◆ ЧТО НУЖНО СДЕЛАТЬ:
[a] Ответьте, пожалуйста, на вопросы по отрывку об эвакуации Припяти:
(i) Сколько автобусов растянулось по дороге от Припяти до Чернобыля?
(ii) В котором часу колонна должна была двинуться?
(iii) Какой, согласно отрывку, будет активность асфальта в Киеве?
[b] Подхватите отрывок об эвакуации Припяти и напишите продолжение, которое начинается после его последнего предложения.

◆ ФРАГМЕНТ ТЕКСТА:

▼▼▼

Тысяча сто автобусов растянулись по всей дороге от Припяти до Чернобыля на двадцать километров. Гнетущей была картина застывшего на дороге транспорта. Высвечивая в лучах утренней зари, сверкая непривычно пустыми глазницами окон, уходящая за горизонт колонна автобусов остро символизировала собой, что здесь, на этой древней, исконно чистой, а теперь радиоактивной земле — жизнь остановилась...
В 13 часов 30 минут колонна дрогнет, двинется, переползет через путепровод и распадется на отдельные машины у подъездов белоснежных домов. А потом, покидая Припять, увозя навсегда людей, унесет на своих колесах миллионы распадов радиоактивности, загрязняя дороги поселков и городов...
Надо было бы предусмотреть замену скатов на выезде из десятикилометровой зоны. Но об этом никто не додумал. Активность же асфальта в Киеве долго еще потом будет составлять от десяти до тридцати милли-рентген в час, и месяцами придется отмывать дороги...

▲▲▲

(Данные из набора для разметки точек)
▼▼▼

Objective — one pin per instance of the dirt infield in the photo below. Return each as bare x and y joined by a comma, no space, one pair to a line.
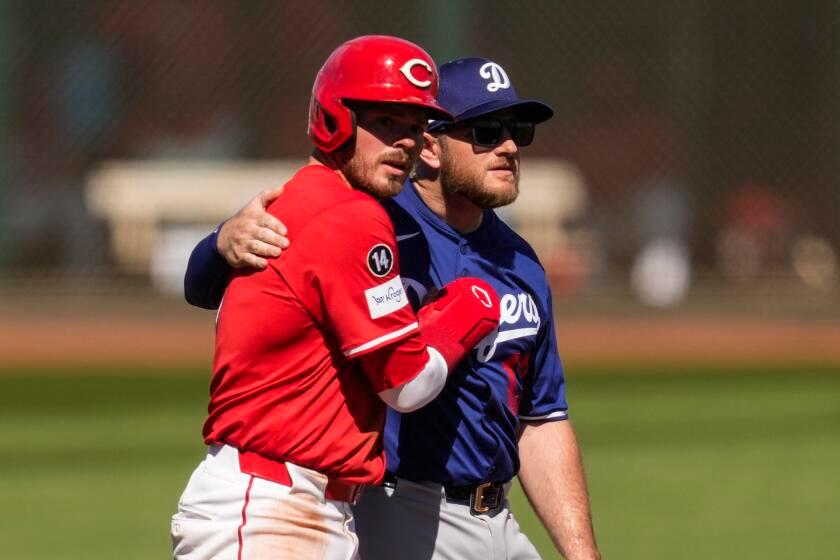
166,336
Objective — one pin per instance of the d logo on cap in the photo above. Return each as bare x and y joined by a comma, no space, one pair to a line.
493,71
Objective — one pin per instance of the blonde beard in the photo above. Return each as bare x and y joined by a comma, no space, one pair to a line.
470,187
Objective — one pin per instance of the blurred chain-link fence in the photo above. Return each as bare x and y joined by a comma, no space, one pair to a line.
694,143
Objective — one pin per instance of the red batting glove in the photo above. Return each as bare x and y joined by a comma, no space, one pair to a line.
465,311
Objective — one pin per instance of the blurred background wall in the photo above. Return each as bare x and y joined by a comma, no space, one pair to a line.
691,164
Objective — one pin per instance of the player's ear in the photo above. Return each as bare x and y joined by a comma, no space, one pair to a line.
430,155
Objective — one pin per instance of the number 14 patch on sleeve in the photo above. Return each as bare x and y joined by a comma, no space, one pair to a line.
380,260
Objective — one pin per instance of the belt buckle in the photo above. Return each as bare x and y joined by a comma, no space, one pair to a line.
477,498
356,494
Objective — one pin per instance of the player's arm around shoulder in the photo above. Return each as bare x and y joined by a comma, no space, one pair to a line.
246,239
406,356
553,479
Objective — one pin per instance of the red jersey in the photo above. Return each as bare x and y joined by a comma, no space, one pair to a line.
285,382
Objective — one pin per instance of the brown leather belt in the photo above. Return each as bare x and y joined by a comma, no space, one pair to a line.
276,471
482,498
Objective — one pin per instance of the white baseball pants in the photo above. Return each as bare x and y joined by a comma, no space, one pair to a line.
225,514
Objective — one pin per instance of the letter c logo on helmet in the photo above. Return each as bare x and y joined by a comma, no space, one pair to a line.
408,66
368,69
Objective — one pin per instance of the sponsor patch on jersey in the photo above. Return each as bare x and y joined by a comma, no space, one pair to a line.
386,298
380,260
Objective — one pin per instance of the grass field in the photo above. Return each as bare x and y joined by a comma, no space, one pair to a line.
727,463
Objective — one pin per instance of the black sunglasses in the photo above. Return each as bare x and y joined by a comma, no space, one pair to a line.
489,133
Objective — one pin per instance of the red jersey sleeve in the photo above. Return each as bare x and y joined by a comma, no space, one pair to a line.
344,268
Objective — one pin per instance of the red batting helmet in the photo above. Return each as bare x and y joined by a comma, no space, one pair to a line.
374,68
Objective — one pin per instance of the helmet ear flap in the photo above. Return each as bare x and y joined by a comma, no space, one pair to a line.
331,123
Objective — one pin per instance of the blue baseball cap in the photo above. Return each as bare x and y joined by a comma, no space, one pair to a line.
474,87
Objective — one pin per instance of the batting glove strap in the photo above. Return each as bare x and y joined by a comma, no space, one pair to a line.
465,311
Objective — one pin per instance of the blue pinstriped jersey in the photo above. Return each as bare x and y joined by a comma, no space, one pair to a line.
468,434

▲▲▲
▼▼▼

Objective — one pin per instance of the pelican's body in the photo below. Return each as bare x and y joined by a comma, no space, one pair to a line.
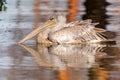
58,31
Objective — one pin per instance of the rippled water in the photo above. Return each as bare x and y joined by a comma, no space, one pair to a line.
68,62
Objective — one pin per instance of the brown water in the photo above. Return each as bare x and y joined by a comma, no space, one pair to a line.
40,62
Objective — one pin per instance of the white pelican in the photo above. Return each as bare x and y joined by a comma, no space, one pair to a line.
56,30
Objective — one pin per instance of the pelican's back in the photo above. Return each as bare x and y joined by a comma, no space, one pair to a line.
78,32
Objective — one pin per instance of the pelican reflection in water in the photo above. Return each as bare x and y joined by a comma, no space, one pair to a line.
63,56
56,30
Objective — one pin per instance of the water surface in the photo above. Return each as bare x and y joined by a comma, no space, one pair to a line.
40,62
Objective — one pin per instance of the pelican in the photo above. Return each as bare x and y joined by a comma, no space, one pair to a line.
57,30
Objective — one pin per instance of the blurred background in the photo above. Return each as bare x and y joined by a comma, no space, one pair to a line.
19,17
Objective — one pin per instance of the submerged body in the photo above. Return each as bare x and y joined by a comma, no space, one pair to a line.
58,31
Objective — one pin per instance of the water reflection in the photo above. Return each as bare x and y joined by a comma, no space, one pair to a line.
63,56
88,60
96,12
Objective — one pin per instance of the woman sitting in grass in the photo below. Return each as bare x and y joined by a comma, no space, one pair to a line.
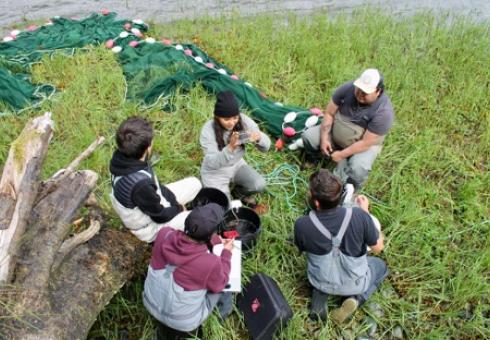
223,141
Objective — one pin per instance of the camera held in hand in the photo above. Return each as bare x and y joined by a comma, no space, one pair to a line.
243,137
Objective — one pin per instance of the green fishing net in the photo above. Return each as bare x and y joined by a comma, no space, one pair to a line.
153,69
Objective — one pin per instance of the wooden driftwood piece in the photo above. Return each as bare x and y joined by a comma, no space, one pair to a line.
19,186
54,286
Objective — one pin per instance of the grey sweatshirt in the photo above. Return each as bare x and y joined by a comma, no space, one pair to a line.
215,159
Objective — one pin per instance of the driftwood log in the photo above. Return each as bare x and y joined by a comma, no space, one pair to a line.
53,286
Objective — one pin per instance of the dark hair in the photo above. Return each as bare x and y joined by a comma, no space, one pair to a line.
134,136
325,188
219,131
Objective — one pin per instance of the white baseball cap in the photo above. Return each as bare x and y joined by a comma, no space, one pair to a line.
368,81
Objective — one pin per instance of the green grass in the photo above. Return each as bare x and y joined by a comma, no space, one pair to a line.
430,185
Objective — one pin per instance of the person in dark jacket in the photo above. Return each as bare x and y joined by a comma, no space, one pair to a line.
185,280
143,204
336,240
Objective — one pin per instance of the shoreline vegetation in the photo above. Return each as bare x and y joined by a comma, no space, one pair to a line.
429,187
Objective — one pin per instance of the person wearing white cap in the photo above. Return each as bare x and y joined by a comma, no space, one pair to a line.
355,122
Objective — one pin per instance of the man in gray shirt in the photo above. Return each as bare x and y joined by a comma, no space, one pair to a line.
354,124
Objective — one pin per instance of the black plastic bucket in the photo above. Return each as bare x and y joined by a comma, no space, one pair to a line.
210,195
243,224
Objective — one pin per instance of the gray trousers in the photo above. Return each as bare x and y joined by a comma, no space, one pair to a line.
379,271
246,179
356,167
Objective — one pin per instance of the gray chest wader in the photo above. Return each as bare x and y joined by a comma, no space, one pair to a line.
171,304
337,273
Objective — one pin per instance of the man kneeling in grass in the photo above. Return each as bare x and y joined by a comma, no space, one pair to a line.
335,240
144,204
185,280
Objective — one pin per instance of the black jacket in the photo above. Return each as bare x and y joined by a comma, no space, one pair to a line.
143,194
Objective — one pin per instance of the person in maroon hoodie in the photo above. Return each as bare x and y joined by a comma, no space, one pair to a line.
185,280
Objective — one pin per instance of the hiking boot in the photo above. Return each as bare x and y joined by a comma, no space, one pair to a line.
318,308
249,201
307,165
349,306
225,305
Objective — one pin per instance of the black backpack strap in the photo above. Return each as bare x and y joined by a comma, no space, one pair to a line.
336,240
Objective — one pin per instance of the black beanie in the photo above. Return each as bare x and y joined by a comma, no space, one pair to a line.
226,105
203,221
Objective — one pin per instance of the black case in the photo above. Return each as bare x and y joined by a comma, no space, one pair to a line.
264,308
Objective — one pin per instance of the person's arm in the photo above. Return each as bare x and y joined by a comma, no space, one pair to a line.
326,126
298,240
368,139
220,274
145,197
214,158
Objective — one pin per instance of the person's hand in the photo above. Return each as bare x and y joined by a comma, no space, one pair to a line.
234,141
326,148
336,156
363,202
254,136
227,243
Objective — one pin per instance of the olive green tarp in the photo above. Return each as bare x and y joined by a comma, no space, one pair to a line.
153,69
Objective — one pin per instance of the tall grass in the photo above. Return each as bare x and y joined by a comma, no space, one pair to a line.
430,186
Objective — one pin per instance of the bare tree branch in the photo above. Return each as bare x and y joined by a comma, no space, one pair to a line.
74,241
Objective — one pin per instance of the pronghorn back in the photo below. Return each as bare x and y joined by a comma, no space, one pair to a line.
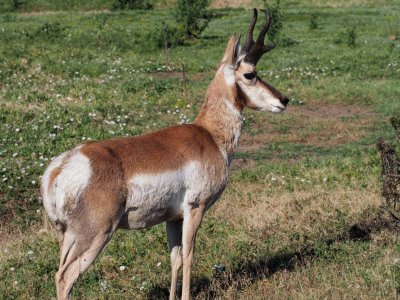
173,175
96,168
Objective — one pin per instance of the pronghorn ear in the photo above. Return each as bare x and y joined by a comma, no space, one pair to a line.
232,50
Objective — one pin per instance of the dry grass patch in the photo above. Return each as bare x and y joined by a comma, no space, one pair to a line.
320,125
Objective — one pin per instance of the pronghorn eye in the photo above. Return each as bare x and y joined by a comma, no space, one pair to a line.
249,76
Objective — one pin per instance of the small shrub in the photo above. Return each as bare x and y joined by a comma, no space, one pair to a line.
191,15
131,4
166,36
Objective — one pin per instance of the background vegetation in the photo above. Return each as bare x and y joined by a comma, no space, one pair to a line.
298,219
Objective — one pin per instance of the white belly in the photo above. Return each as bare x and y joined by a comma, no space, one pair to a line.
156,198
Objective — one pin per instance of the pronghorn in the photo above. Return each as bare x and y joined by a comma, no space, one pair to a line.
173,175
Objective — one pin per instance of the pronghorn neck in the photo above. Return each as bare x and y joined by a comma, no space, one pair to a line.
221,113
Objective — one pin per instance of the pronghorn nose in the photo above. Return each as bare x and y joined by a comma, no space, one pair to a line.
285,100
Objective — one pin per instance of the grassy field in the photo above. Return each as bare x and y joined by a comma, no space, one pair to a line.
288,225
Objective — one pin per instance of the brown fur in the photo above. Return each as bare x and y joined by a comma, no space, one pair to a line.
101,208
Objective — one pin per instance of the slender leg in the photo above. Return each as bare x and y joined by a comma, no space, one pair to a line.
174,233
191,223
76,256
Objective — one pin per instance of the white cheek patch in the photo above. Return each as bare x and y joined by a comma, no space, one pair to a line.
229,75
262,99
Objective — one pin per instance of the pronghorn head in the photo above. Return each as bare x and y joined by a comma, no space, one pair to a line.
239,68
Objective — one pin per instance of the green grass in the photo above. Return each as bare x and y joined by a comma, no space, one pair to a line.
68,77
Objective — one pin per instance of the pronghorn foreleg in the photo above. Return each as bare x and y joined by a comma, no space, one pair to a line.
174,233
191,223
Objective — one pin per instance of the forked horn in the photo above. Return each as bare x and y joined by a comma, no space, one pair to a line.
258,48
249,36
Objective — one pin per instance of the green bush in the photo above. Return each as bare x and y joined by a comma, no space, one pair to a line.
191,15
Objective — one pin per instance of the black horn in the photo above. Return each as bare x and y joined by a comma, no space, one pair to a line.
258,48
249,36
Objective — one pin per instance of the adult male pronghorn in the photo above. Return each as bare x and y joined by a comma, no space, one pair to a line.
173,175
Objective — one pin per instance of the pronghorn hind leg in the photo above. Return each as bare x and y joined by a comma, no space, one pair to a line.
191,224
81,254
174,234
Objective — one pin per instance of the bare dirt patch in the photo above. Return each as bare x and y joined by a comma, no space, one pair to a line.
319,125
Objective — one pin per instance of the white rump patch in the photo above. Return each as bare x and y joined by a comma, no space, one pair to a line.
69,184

▲▲▲
▼▼▼

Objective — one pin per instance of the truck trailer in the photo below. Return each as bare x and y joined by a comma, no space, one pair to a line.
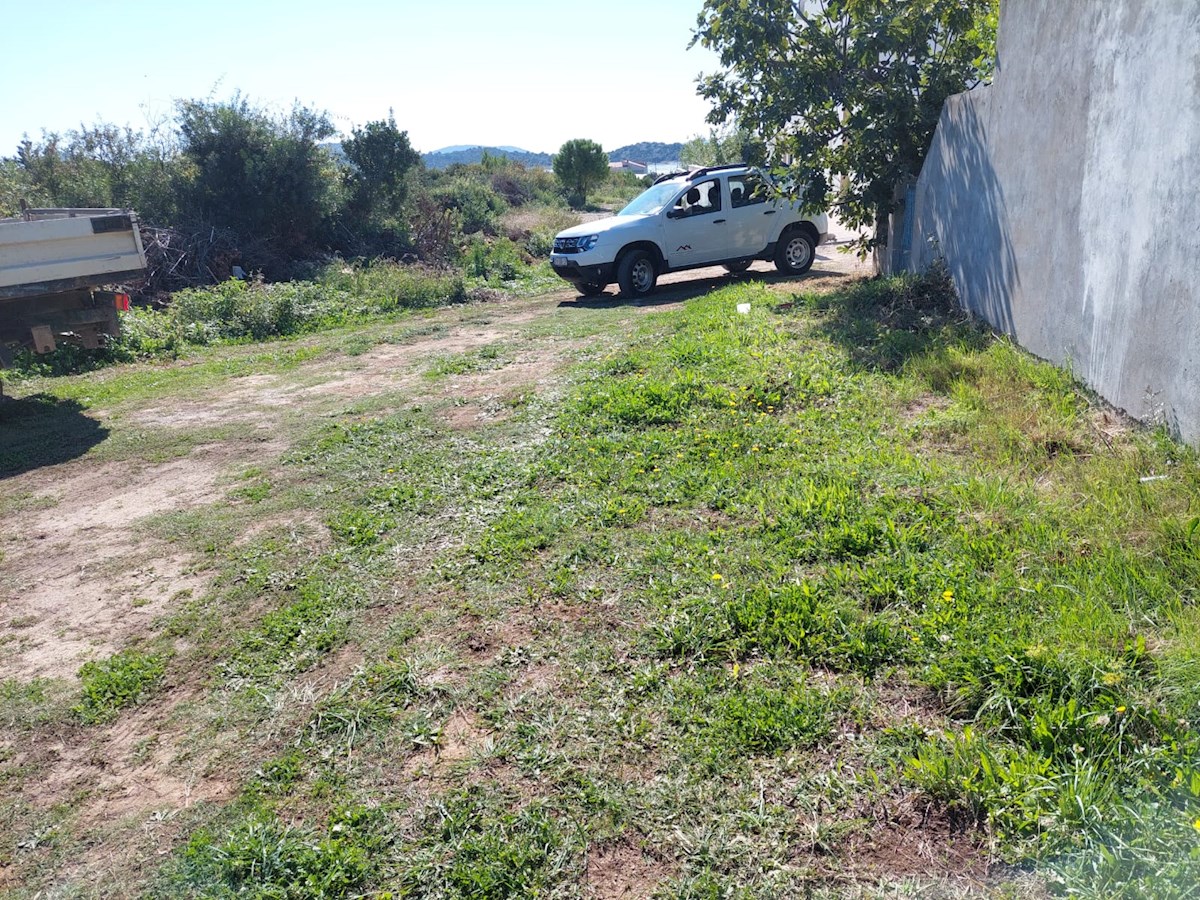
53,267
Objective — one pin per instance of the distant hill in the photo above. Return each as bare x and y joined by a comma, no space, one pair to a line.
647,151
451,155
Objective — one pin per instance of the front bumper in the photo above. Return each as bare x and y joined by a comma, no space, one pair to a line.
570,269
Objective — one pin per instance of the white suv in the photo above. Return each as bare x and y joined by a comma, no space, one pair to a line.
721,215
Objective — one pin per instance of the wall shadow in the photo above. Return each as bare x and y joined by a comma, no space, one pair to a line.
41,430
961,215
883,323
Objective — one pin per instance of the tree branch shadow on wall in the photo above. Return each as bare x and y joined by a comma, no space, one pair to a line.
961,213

▲▲▲

◆ ОТВЕТЫ ПО ПОРЯДКУ:
[a]
(i) Тысяча сто.
(ii) В 13 часов 30 минут.
(iii) От десяти до тридцати милли-рентген в час.

[b]
Глубоко за полночь было окончательно все решено относительно эвакуации. Но превалировала оценка: эвакуация ненадолго, на два-три дня. Наука, сидя в горкоме партии, предполагала, что радиация снизится после того, как реактор завалят песком и глиной. Правда, наука сама толком еще не определилась, но тем не менее мысль о недолговечности радиации возобладала. В связи с этим дана была рекомендация: одеваться легко, продукты и деньги брать на три дня, вещи носильные закрыть в шкафах, газ, электричество выключить, двери закрыть на замок. Сохранность квартир обеспечит милиция...
Если бы члены Правительственной комиссии знали о размерах радиационного фона, решение было бы иным. Многие жители могли бы забрать основные носильные вещи, упаковав их в полиэтиленовые мешки. Ведь естественный приток радиоактивной пыли в квартиры (через щели в дверях и окнах) продолжался. И спустя неделю радиоактивность вещей в квартирах достигла одного рентгена в час.
А многие женщины и дети уезжали в легких халатах и платьицах, унося на них и в волосах миллионы распадов...
Свидетельствует В. И. Шишкин:
«Вначале предполагали эвакуировать город рано утром. На этом настаивали Шашарин, Минздрав СССР — Воробьев, Туровский, представители Штаба гражданской обороны.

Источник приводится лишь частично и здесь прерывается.